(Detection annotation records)
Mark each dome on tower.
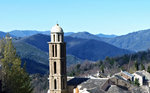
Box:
[51,24,63,33]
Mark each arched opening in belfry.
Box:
[54,62,57,74]
[52,45,54,57]
[53,35,55,42]
[62,78,65,89]
[55,45,57,57]
[58,34,60,42]
[54,79,57,89]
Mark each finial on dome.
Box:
[51,24,63,33]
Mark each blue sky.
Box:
[0,0,150,35]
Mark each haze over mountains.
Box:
[0,29,150,74]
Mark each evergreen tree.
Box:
[1,39,33,93]
[100,65,104,73]
[134,61,139,71]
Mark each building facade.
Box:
[49,24,67,93]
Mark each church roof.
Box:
[51,24,63,33]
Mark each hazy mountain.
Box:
[96,33,117,38]
[14,40,82,74]
[17,34,131,60]
[9,30,73,37]
[104,29,150,51]
[69,32,101,40]
[0,31,6,38]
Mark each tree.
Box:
[147,66,150,73]
[141,64,145,70]
[1,39,33,93]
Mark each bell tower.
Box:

WHAT IS ASKED -
Please return every line of the records above word for word, omitting the pictures.

WORKED ANSWER -
Mark each dome on tower.
Box:
[51,24,63,33]
Mark each arched opening in belfry.
Box:
[54,62,57,74]
[52,45,54,57]
[53,35,55,42]
[62,78,65,89]
[55,45,57,57]
[58,34,60,42]
[54,79,57,89]
Mark each finial on dome.
Box:
[51,24,63,33]
Mark each blue sky.
Box:
[0,0,150,35]
Mark each haze over mountains.
Box:
[0,29,150,74]
Mark each evergreen tree.
Box:
[1,39,33,93]
[100,65,104,73]
[134,61,139,71]
Mark each building facade.
Box:
[49,24,67,93]
Mark each church roof.
Box:
[51,24,63,33]
Mark each hazy mountain.
Box:
[96,33,117,38]
[14,40,82,74]
[17,34,131,60]
[9,30,73,37]
[104,29,150,51]
[69,32,101,40]
[0,31,6,38]
Mark each tree.
Box:
[147,66,150,73]
[141,64,145,70]
[1,39,33,93]
Mark each bell tower.
Box:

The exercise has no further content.